--- start ITEMS ---

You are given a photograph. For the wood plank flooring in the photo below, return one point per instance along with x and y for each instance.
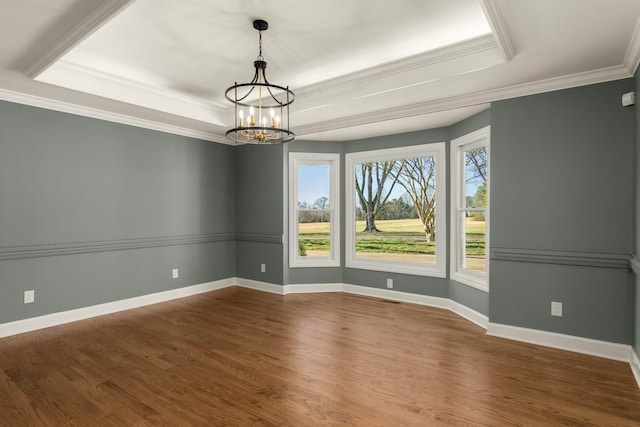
(239, 357)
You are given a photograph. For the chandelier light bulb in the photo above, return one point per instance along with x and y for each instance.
(259, 95)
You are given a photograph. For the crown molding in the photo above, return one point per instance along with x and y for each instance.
(97, 82)
(482, 97)
(632, 57)
(483, 45)
(492, 12)
(83, 29)
(94, 113)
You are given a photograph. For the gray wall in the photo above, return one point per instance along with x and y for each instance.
(561, 211)
(92, 211)
(470, 297)
(259, 212)
(636, 222)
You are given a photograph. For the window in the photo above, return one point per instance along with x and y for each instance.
(314, 201)
(396, 210)
(470, 209)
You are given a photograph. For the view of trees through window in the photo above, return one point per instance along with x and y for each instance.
(472, 216)
(395, 210)
(314, 210)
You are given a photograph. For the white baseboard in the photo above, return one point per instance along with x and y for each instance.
(389, 294)
(607, 350)
(635, 366)
(55, 319)
(469, 314)
(259, 286)
(313, 288)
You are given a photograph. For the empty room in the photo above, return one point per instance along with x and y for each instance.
(295, 213)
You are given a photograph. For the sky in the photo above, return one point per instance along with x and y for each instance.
(313, 182)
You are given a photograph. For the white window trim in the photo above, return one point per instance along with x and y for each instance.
(333, 160)
(438, 150)
(479, 138)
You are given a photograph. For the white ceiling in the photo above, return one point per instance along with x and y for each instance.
(359, 68)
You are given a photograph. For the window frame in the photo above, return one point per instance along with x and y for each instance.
(435, 149)
(333, 161)
(476, 139)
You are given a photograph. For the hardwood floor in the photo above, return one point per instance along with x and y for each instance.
(243, 357)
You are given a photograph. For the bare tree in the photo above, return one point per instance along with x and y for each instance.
(478, 159)
(370, 187)
(418, 177)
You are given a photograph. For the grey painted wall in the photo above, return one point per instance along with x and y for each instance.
(562, 180)
(259, 212)
(636, 216)
(476, 299)
(73, 190)
(92, 211)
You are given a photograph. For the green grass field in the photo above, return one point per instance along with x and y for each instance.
(396, 236)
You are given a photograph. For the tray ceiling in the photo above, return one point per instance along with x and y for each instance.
(358, 68)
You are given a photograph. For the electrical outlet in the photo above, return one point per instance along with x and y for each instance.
(556, 309)
(29, 297)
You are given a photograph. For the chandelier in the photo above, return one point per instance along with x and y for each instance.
(261, 108)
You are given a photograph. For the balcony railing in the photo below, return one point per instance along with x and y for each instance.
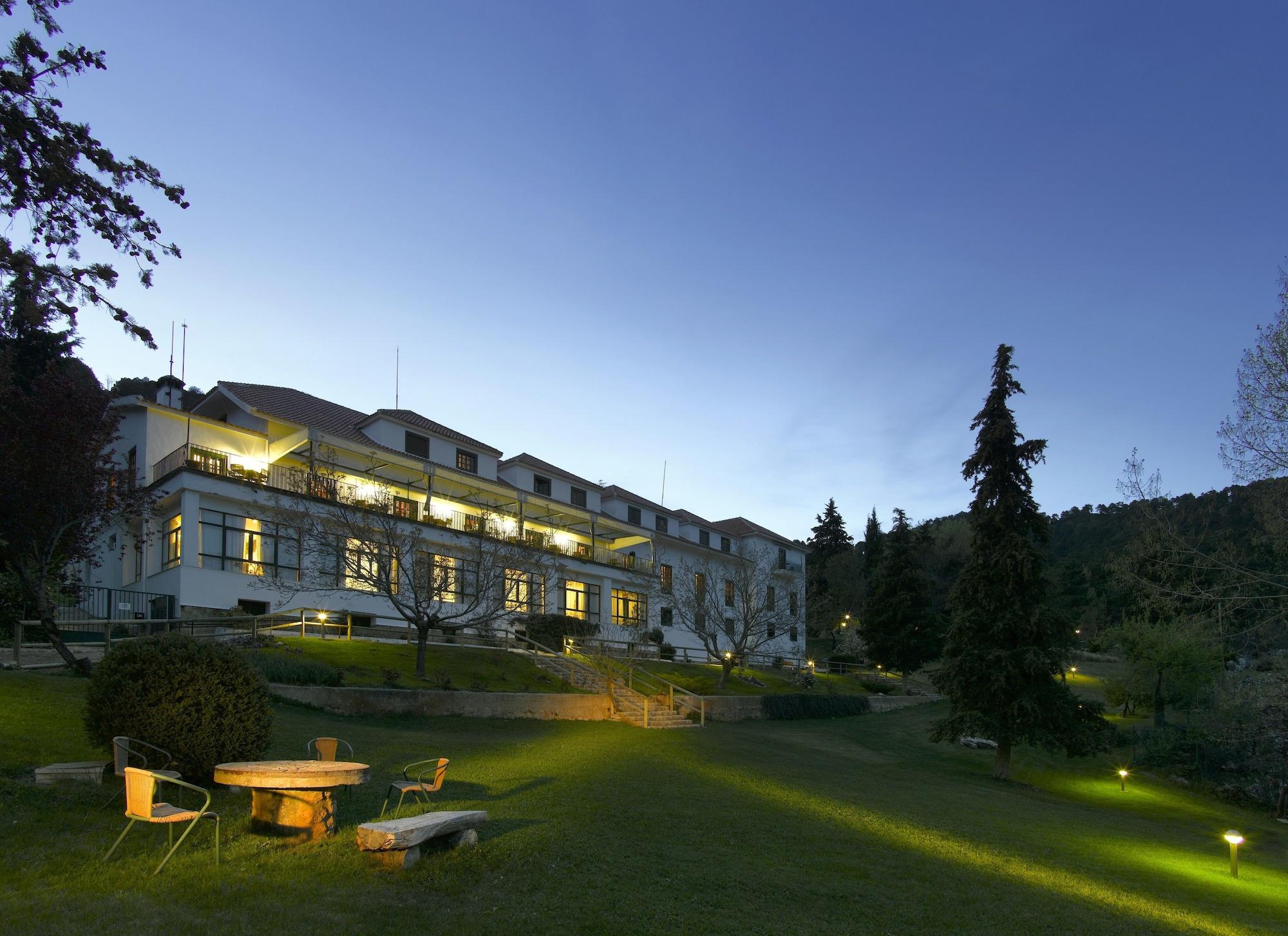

--- end ITEMS ---

▶ **THE EXERCISE**: Identify each line above that contains the word "window" and copy every one of those lines in full.

▶ **EXERCISE OUTPUT**:
You are given a photograph. For the window in the photo above, return one point per instance along with x and y for each instance.
You are given a photograph. For the view of trees through window in the photo above, return one point per instance along with x and y for each instance.
You are given a photograph. For the white window trim in the photo above, return one point per instance along with x and y for each instance.
You are given a photograph. For the window frame in the photo above, return one point per instance along with x and y for each instance.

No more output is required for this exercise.